Copy each of the records below word for word, keeping every line and character unchanged.
+-------+
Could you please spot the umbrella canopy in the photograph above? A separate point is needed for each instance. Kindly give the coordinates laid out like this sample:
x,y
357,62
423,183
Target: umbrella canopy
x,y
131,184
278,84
+-------+
**Response to the exercise**
Could you please spot the umbrella canopy in the photograph above? A separate point is needed for each instance. Kindly give the coordinates laid out like this sample:
x,y
357,62
423,183
Target: umbrella canopy
x,y
131,184
278,84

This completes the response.